#### [Set exercise A]
In the Malaga Easter week text, where should someone driving into Malaga for the day park?
#### [Set exercise B]
From the Malaga Easter week text, extract word for word the passage from "Do any hotels" to "overlooking Calle Larios).".

#### [Excerpt]
(begin)
Several hours at least and they take ages to move along because the floats weigh so much the bearers can only carry them for a short distance at a time.

Are they suitable for children?

Watching a procession involves a lot of waiting around so some children will get bored. Malaga streets are extremely crowded so keep a close eye on your children.

Malaga Easter week practicalities

Do any hotels have views of the processions?

Yes, several hotels in city have bird’s-eye view of the processions, including:

AC Palacio (book a room overlooking Calle Molina Lario on one of the lower floors)

Palacio Solecio (book one of the superior doubles or suites, overlooking Calle Granada)

Soho Boutique La Equitativa (book a room facing Calle Larios).

Vincci Larios Diez (book a room on the highest floor possible, overlooking Calle Larios).

How can I get to Malaga at Easter?

The processions disrupt the traffic and many roads are cut off temporarily while the processions pass. This added to the metro works makes bringing your car in Malaga even more of a nightmare. Use public transport wherever possible.

Top tip – if you’re coming into Malaga for the day by car, park by the Palacio de los Deportes on the west side of town (free parking) and get the metro as far as Atarazanas station. Malaga Metro is running non-stop from 6.30am on Wednesday 27 March to 2.30am on Saturday 30 March.

How can I get around Malaga at Easter?

Easter in Malaga city centre is extremely crowded and making your way round the streets can be difficult. If you want to cross the Alameda Principal or Calle Larios, look for the designated crossings.

What happens if it rains?

Rain (or a high chance of rain) means processions may not take place or could start and then be forced to return to their chapels. Cancellations are usually within hours of the procession’s start time and can even be last-minute. For example, in 2024, numerous processions were cancelled in the early afternoon of the day they were due to go out because of rain or the threat of rain.

If you want to find out how likely rain is, this link gives you the hourly forecast for Malaga.
(end)
A run of records:
(begin)
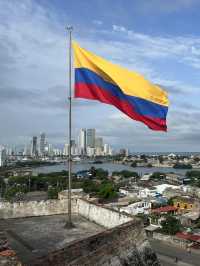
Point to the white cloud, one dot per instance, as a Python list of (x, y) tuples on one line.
[(33, 58), (98, 22), (119, 28)]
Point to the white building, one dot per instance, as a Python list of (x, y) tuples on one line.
[(147, 192), (145, 177), (161, 188), (2, 156)]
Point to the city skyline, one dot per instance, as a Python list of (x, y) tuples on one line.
[(86, 143), (33, 63)]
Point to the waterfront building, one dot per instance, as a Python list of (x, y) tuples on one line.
[(34, 147), (90, 137), (2, 156), (66, 149), (106, 149), (90, 151), (99, 143), (42, 144), (82, 141)]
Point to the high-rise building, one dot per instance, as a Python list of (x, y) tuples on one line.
[(90, 151), (106, 149), (99, 143), (34, 147), (82, 141), (42, 144), (90, 138), (2, 156), (66, 149)]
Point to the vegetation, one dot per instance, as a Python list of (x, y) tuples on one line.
[(171, 225), (134, 164), (158, 176), (33, 163), (53, 192), (107, 191), (99, 173), (126, 174)]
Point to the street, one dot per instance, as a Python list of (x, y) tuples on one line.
[(167, 254)]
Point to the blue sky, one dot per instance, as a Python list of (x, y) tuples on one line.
[(159, 39)]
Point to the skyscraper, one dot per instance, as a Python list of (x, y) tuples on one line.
[(82, 141), (90, 138), (2, 156), (99, 143), (42, 144), (34, 147)]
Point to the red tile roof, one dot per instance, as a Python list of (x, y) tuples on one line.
[(188, 236), (165, 209)]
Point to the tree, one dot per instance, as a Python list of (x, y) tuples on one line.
[(134, 164), (126, 174), (101, 173), (182, 166), (90, 186), (171, 225), (158, 175), (170, 202), (107, 191), (52, 192)]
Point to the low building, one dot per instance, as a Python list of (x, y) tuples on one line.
[(145, 177), (159, 214), (183, 204), (189, 219), (140, 207), (177, 179), (132, 193), (147, 192)]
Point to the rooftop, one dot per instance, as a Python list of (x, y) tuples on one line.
[(36, 236), (164, 209)]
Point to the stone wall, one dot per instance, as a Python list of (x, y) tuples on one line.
[(122, 245), (108, 218), (103, 216), (32, 208)]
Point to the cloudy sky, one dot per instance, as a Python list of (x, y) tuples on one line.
[(160, 39)]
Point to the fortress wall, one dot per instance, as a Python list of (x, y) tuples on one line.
[(122, 245), (103, 216), (33, 208)]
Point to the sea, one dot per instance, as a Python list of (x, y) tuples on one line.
[(110, 167)]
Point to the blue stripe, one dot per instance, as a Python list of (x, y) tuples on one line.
[(141, 106)]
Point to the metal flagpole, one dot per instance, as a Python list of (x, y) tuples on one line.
[(69, 223)]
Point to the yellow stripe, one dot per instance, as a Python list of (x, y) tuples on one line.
[(130, 83)]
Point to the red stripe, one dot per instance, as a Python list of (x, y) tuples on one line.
[(93, 92)]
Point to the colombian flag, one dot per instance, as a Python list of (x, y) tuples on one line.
[(98, 79)]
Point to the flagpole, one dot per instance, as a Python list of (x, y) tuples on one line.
[(69, 223)]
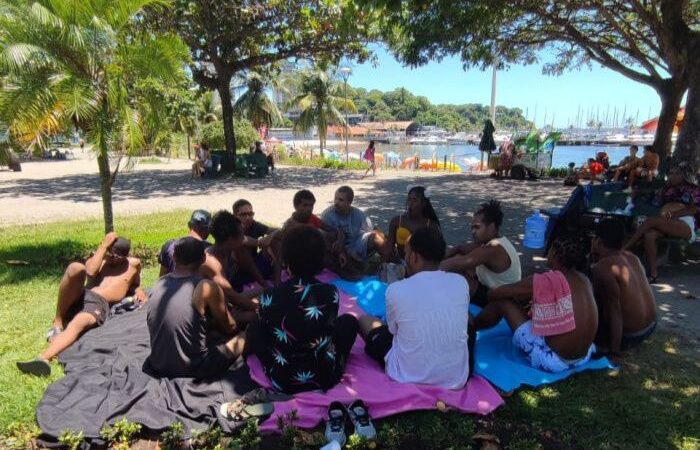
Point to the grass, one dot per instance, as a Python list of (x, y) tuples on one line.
[(653, 403)]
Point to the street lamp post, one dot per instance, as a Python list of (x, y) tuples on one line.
[(345, 73)]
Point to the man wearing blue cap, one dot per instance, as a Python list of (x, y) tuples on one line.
[(199, 229)]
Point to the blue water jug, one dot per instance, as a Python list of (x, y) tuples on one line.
[(535, 230)]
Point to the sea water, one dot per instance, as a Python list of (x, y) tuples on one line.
[(466, 155)]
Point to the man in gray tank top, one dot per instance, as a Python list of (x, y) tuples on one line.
[(183, 310), (491, 261)]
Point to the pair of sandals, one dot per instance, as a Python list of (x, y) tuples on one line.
[(357, 413)]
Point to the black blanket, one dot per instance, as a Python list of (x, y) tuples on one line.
[(106, 381)]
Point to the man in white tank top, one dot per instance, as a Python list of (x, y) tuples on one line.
[(491, 260)]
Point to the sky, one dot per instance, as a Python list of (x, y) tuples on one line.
[(525, 87)]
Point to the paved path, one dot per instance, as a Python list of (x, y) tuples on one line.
[(54, 190)]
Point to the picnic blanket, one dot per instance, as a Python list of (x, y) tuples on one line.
[(507, 368), (105, 381), (496, 358), (366, 380)]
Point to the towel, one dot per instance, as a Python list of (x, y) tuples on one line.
[(552, 309), (365, 379)]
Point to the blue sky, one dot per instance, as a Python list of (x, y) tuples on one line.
[(520, 86)]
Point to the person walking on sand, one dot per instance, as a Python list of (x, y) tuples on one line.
[(369, 157)]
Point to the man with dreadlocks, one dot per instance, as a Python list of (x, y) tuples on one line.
[(553, 315)]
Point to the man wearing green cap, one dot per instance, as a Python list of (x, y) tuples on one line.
[(111, 275)]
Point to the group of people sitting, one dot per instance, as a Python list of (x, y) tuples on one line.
[(216, 302)]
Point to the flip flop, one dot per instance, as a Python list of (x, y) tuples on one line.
[(38, 367), (239, 411), (359, 415)]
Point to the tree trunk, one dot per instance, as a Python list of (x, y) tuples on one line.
[(688, 144), (671, 94), (106, 189), (227, 113)]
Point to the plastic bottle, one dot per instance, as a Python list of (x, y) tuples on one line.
[(535, 230)]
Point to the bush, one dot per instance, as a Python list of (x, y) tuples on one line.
[(213, 134)]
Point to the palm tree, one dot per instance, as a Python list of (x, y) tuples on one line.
[(76, 62), (256, 105), (319, 103)]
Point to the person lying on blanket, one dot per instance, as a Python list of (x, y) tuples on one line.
[(256, 264), (355, 232), (491, 261), (300, 340), (191, 330), (553, 315), (199, 229), (625, 300), (220, 265), (425, 338), (111, 275)]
(end)
#### [Expected answer A]
By the Palacio de los Deportes on the west side of town, where parking is free.

#### [Expected answer B]
Do any hotels have views of the processions?

Yes, several hotels in city have bird’s-eye view of the processions, including:

AC Palacio (book a room overlooking Calle Molina Lario on one of the lower floors)

Palacio Solecio (book one of the superior doubles or suites, overlooking Calle Granada)

Soho Boutique La Equitativa (book a room facing Calle Larios).

Vincci Larios Diez (book a room on the highest floor possible, overlooking Calle Larios).